++++ Supplied records

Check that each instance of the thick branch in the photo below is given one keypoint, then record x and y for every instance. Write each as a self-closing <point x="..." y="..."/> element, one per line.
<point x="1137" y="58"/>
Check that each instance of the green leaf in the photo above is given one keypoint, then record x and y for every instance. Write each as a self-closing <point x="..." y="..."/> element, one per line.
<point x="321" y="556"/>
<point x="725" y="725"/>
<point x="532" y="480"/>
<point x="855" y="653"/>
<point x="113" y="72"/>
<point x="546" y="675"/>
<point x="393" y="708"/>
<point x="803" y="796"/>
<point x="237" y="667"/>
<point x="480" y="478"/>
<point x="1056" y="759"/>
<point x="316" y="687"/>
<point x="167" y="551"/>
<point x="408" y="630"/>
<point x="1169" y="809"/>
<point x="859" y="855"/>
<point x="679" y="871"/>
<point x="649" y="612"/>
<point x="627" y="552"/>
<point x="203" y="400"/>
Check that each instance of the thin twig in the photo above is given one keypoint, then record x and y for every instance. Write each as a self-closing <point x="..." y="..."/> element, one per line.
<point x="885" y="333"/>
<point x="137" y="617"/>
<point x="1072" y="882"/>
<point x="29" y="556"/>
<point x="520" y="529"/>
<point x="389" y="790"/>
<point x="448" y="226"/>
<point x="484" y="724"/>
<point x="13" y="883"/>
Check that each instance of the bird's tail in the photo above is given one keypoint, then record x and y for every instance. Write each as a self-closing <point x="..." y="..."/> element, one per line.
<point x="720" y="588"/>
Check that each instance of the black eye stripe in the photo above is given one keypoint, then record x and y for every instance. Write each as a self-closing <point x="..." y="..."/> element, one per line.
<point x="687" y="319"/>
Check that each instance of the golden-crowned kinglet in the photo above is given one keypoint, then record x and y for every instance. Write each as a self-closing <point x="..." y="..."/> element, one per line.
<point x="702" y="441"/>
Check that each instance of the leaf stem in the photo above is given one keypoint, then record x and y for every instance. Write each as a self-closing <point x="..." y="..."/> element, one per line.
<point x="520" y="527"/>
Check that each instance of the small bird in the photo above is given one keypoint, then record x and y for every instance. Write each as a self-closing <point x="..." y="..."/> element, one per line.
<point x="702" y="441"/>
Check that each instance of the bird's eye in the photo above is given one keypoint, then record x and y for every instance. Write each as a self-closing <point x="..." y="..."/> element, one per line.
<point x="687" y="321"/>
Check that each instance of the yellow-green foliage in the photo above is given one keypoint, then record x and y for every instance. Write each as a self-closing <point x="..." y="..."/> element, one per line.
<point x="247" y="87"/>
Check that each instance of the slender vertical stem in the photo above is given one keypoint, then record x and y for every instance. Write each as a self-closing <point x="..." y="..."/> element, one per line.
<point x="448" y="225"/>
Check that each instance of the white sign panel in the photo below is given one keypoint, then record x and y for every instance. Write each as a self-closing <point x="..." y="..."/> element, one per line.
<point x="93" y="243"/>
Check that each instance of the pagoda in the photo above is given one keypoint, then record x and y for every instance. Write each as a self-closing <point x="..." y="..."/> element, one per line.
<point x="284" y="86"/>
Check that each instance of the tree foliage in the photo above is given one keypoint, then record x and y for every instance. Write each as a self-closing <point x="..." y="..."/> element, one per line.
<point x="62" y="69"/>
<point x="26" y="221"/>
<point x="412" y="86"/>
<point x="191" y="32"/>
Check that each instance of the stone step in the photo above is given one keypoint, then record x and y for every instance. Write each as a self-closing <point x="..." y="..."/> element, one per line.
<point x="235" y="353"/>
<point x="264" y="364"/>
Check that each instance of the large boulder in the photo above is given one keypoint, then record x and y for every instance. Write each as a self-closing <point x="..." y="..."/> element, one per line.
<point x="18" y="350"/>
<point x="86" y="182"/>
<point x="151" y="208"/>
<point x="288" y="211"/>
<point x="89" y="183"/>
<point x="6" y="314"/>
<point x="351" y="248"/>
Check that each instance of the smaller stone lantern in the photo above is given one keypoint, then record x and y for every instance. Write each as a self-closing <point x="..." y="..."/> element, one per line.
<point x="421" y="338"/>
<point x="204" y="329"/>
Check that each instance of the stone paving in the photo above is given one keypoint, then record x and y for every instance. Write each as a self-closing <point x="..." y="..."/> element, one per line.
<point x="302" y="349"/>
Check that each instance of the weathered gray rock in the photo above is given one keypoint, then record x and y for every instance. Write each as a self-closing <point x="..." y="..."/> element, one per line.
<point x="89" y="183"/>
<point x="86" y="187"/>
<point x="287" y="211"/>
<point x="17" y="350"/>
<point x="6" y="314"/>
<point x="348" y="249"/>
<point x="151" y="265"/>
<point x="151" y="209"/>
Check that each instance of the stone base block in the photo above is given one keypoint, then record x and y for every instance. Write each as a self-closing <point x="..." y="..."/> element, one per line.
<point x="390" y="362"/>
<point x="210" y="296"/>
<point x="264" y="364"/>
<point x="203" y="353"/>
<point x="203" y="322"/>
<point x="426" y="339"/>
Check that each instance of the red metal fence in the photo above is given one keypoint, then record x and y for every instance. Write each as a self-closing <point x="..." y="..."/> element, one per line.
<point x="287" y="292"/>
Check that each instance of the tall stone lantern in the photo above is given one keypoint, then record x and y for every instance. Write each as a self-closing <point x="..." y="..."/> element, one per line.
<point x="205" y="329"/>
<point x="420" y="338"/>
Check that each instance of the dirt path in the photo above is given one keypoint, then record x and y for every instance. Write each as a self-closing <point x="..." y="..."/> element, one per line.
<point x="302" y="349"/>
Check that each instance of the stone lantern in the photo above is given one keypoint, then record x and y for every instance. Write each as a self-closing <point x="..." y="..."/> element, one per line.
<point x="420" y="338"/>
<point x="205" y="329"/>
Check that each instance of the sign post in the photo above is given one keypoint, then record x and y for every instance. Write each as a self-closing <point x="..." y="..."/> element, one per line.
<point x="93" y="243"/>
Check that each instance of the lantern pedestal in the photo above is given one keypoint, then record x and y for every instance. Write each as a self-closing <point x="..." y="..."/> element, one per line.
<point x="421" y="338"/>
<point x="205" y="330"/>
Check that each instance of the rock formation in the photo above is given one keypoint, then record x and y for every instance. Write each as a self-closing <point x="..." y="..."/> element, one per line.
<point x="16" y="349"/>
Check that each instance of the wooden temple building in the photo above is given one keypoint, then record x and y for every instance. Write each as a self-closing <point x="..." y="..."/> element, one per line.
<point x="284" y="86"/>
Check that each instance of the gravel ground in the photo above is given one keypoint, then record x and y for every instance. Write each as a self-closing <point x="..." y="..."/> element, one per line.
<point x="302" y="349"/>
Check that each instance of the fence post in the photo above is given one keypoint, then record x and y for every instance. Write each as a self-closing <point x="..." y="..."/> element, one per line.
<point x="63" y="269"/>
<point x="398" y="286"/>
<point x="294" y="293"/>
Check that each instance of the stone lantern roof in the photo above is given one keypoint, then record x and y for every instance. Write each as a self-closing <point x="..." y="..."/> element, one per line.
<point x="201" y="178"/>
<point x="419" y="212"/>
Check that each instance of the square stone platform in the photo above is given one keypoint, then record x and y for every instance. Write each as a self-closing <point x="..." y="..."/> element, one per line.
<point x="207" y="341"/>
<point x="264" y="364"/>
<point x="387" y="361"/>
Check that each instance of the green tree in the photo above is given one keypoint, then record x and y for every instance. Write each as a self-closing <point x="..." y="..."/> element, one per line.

++++++++

**Given exercise:** Starting with the line containing "Check that each instance of the wooden" and continuing through the last of the entries, rewrite those lines with "keypoint" swapped for "marker" and everything else left as is.

**Worked solution:**
Check that each instance of the wooden temple building in the photo above is given one marker, then record x and y for every instance. Write each as a self-closing <point x="..." y="..."/> element, one per line.
<point x="284" y="86"/>
Check that each instance of the gravel ground in the photo above is given one marker, then record x and y for every instance. Write each as a self-closing <point x="..." y="..."/> element, one per line.
<point x="302" y="349"/>
Check that each instance of the fence post in the photo above is given one marker, then record x and y for every instance. Write each as a self-closing <point x="..." y="..."/> element, one per line.
<point x="63" y="269"/>
<point x="398" y="286"/>
<point x="294" y="293"/>
Check that each instance of the stone lantern roof in the photo above is given one marker, then record x and y for every instance. Write each as a self-closing <point x="..." y="..."/> element, one per line.
<point x="201" y="178"/>
<point x="419" y="212"/>
Check that each instance of the square stone platform in the photo above is given one marker, then record x and y for every instance. Write each as a self-closing <point x="..." y="..."/> element, one per line.
<point x="207" y="341"/>
<point x="264" y="364"/>
<point x="387" y="361"/>
Check that each instance of the green tree in the photo above is given one marker, then record x and y for every instance. Write each as a self-closing <point x="..." y="..."/> element, one per line.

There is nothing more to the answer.